***** TASK INPUT

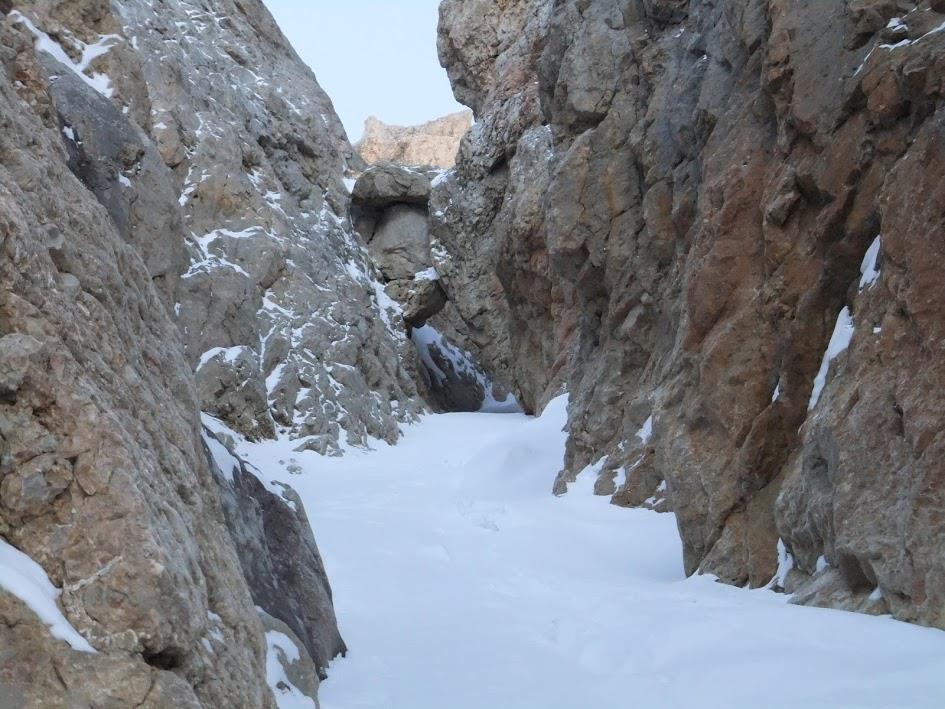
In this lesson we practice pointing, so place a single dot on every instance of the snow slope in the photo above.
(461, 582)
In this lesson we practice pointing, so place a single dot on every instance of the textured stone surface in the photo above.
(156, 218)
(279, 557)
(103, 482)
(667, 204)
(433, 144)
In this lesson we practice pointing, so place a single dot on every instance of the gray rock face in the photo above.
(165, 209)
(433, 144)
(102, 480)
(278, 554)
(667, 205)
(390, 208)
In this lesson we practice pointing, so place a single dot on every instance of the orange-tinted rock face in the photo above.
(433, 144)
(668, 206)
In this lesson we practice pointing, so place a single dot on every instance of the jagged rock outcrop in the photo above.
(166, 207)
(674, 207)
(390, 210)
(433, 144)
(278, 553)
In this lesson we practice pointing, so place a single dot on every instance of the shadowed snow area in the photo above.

**********

◆ YOUR GOAL ◆
Lay out every one of the records above as a JSON list of strings, with one string per line and blank lines omitted. Leave the pictures out.

◆ PROBLEM SOLUTION ◆
[
  "In this lesson we practice pointing, so place a single dot on every instance of the snow slope in the photo above.",
  "(461, 582)",
  "In this lesson we practice pointing, so place a single dot on every instance of the textured stone surface in the photo above.",
  "(156, 218)",
  "(279, 557)",
  "(103, 482)",
  "(667, 204)",
  "(433, 144)",
  "In this lesson we practice pointing, so place a single dot on every instance of the gray rock face in the photo above.",
  "(165, 209)",
  "(433, 144)",
  "(102, 480)",
  "(278, 554)",
  "(667, 205)",
  "(390, 208)",
  "In this lesson we practice pointing, so place a single dot on every instance of the orange-tinted rock face in the photo above.",
  "(433, 144)",
  "(668, 206)",
  "In this lesson we practice pointing, so place a single dot on every instance of the jagged rock outcrop in the photo above.",
  "(166, 207)",
  "(674, 207)",
  "(390, 210)",
  "(433, 144)",
  "(278, 553)",
  "In this lesson we practice pointing, so place a single dot on every instance of the shadowed snow area in the photo above."
]